SOURCE EXTRACT:

....

Zhu Zhaoliang (; 21 August 1932 – 30 January 2022) was a Chinese scientist and politician who was a researcher at the Institute of Soil Science, Chinese Academy of Sciences (ISSAS), a vice president of the Jiangsu Provincial Committee of the Chinese People's Political Consultative Conference, and an academician of the Chinese Academy of Sciences. He was a member of the Standing Committee of the 9th and 10th Chinese People's Political Consultative Conferences.

....

PROBLEMS:
[A] Answer these questions using the passage on Zhu Zhaoliang above:
(i) On what date did he die?
(ii) At which institute did he work as a researcher?
(iii) During which sessions of the Chinese People's Political Consultative Conference did he serve on its Standing Committee?
[B] Add to the passage on Zhu Zhaoliang, picking up right after its final sentence.
The rows after this come from a different source than the passage on Zhu Zhaoliang.

LISTED RECORDS:
....

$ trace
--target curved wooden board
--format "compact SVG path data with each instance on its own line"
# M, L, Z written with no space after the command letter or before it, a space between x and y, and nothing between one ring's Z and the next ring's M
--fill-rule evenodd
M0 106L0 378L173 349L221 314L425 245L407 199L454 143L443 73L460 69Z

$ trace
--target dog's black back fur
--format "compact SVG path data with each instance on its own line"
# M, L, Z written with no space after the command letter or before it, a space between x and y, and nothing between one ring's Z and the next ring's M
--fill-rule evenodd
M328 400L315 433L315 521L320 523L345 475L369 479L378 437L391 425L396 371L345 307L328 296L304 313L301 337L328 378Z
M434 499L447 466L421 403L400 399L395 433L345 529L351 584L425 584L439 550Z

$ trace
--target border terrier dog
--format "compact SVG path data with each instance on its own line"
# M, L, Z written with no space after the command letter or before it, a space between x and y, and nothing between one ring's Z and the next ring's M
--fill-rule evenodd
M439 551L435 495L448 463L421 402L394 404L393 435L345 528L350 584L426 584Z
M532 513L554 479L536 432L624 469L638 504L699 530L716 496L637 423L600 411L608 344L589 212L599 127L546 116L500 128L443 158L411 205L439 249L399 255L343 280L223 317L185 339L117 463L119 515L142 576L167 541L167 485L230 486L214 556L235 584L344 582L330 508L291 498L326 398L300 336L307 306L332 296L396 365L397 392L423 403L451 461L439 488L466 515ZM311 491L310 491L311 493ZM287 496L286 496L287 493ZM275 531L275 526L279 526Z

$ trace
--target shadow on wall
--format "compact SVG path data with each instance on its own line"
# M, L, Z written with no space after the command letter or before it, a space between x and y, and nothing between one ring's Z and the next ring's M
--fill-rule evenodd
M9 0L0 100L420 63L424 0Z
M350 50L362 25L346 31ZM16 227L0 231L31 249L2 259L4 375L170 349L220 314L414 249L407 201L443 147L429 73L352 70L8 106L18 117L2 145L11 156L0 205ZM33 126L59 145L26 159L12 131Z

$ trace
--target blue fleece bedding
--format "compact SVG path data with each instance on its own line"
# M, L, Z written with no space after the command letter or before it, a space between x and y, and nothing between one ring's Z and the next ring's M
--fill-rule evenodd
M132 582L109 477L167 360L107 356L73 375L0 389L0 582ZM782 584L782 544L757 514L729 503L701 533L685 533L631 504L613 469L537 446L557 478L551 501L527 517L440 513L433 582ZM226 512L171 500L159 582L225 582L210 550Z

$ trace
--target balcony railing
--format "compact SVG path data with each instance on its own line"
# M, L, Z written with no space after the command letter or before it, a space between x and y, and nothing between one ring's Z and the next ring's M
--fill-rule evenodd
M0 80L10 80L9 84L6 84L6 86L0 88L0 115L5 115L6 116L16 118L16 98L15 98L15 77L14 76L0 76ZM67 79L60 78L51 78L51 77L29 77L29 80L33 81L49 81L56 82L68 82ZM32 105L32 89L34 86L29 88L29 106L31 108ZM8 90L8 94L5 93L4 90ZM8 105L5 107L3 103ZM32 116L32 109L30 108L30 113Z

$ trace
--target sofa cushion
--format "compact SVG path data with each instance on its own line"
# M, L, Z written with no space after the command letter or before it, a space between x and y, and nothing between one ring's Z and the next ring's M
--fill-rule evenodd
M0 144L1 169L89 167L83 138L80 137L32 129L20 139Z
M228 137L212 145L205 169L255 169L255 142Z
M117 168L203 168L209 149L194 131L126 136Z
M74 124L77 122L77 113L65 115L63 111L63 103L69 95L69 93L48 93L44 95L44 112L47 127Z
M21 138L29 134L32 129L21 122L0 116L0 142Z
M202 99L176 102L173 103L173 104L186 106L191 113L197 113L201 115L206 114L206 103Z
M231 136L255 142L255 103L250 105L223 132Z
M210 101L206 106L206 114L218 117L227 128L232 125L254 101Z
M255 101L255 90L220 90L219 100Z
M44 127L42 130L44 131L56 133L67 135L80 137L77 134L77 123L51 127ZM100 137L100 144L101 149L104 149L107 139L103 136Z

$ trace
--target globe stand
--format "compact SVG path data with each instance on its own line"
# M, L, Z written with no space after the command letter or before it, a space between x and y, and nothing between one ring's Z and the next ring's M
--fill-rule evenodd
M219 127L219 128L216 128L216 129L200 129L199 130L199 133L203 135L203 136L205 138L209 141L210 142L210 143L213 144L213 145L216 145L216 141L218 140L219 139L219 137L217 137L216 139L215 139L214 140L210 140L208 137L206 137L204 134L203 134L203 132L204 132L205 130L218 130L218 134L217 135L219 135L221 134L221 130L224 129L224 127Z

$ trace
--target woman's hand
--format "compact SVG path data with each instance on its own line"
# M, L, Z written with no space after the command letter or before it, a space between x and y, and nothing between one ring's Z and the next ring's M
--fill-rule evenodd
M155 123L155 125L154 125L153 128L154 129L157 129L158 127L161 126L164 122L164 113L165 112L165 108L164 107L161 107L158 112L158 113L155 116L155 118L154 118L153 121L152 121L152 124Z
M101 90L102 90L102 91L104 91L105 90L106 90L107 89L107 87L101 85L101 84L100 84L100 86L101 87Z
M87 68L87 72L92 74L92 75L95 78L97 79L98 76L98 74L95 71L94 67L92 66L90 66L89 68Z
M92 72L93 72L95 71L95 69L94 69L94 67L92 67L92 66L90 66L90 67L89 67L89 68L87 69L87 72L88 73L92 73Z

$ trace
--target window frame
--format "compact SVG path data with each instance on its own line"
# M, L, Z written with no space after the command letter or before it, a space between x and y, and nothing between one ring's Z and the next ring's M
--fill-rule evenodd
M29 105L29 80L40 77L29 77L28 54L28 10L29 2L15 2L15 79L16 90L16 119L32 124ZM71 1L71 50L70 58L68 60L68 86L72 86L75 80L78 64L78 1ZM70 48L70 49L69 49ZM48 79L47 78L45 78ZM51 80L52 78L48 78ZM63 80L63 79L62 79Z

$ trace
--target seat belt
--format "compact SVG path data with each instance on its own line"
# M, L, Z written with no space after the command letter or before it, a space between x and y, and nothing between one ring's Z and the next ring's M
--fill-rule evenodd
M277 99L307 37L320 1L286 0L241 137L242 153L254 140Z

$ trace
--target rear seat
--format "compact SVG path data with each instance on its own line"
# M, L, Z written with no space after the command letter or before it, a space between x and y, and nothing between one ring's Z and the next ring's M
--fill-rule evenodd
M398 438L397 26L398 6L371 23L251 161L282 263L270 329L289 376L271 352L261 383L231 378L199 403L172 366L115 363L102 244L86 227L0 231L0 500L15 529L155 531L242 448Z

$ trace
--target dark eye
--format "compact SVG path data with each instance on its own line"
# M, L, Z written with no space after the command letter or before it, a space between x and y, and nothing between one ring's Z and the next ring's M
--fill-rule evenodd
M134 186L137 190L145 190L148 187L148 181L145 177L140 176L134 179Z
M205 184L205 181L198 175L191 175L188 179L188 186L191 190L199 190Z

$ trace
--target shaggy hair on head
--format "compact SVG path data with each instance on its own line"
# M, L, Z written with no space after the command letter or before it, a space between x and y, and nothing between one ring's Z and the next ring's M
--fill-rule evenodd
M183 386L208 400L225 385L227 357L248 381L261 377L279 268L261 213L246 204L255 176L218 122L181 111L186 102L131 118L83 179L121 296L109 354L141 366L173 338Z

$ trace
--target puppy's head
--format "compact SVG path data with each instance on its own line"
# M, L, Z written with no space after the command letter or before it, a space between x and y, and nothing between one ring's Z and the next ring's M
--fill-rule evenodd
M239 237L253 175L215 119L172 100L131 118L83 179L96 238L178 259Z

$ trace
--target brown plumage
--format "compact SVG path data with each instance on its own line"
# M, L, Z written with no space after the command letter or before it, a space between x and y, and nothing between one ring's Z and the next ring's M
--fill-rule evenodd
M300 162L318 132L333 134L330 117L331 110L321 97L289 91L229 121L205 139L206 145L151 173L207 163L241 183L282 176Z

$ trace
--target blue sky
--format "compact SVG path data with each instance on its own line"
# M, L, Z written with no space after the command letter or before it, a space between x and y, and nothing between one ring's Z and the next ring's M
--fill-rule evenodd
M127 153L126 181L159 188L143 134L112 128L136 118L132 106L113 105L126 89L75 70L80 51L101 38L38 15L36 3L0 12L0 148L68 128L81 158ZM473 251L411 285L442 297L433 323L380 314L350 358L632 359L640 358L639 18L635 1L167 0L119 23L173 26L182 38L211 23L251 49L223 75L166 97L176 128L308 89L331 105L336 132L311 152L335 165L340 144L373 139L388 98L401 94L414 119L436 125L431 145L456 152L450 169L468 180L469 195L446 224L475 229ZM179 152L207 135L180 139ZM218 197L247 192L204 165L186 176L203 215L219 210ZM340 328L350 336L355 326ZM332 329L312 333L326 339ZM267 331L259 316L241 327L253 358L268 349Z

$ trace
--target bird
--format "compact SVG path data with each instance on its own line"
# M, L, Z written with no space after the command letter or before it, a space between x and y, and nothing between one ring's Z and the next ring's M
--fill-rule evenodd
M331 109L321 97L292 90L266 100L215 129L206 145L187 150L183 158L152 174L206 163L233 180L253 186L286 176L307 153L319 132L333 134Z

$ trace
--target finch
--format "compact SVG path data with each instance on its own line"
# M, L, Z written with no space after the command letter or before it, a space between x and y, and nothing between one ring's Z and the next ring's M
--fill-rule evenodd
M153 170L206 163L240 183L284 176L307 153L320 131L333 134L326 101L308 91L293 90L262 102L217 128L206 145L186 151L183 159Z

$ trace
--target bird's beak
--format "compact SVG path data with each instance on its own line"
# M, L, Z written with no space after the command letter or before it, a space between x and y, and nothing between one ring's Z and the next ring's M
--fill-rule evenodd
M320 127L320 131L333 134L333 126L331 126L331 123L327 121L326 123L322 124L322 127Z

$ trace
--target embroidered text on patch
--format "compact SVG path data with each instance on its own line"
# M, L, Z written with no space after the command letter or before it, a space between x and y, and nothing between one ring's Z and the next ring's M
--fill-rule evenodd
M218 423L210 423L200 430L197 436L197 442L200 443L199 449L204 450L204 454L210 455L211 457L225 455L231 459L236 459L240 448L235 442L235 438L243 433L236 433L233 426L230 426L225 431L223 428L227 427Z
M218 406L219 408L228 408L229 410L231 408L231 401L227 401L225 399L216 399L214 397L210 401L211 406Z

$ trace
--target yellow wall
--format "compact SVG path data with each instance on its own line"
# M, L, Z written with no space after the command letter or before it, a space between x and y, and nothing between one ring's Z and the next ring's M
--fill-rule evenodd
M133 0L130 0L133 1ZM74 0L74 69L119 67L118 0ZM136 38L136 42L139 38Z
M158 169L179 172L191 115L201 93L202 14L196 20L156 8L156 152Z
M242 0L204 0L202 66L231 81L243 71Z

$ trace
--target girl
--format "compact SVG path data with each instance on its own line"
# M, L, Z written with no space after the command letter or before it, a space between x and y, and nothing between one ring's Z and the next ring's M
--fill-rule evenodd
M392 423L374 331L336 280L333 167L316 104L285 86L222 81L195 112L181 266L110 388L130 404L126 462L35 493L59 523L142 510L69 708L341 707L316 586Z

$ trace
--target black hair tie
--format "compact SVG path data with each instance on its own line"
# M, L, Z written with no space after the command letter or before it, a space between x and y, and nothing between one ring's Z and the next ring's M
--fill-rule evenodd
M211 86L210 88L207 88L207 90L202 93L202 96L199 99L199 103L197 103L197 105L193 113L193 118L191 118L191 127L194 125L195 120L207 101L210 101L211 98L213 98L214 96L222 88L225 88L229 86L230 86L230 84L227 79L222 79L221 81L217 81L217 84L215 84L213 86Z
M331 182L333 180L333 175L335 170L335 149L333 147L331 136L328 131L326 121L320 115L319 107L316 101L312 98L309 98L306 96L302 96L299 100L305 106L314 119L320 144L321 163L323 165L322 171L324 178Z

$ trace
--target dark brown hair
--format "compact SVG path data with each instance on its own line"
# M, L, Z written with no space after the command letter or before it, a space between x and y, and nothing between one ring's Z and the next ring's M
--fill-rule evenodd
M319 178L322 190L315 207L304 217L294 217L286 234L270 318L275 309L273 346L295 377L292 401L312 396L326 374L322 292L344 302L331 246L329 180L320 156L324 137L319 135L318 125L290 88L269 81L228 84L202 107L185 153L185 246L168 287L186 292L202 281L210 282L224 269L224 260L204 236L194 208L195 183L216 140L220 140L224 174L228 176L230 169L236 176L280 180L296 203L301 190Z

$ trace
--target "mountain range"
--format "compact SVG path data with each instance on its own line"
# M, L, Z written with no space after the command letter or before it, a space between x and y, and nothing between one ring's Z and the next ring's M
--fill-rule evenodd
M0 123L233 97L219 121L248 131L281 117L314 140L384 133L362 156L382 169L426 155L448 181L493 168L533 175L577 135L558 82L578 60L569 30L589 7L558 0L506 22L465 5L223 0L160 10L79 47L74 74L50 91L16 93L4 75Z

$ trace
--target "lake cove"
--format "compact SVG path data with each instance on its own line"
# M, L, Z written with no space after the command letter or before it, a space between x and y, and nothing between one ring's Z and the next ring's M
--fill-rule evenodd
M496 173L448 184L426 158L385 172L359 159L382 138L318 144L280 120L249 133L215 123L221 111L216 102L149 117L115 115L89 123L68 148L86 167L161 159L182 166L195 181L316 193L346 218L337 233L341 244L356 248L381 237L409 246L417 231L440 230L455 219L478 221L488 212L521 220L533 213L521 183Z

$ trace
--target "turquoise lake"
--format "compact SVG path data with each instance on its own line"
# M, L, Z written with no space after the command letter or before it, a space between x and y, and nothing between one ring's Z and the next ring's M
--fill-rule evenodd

....

ANSWER SET:
[A]
(i) 30 January 2022
(ii) The Institute of Soil Science, Chinese Academy of Sciences (ISSAS)
(iii) The 9th and 10th

[B]
Biography
Zhu was born in Qingdao, Shandong, on 21 August 1932, while his ancestral home was in Fenghua, Zhejiang. In 1949, he was accepted by Shandong University, where he successively studied at the Department of Agronomy and Department of Chemistry. After graduating in 1953, he was despatched to the Institute of Soil Science, Chinese Academy of Sciences (ISSAS), where he was promoted to associate research fellow in May 1978 and to research fellow in June 1986. In February 1994, he joined the Chinese Peasants' and Workers' Democratic Party, and became its vice chairman in October 1997. In February 1998, he was proposed as vice chairman of the Jiangsu Provincial Committee of the Chinese People's Political Consultative Conference. He died in Nanjing, Jiangsu on 30 January 2022, at the age of 89.

Honours and awards
 1993 Member of the Chinese Academy of Sciences (CAS)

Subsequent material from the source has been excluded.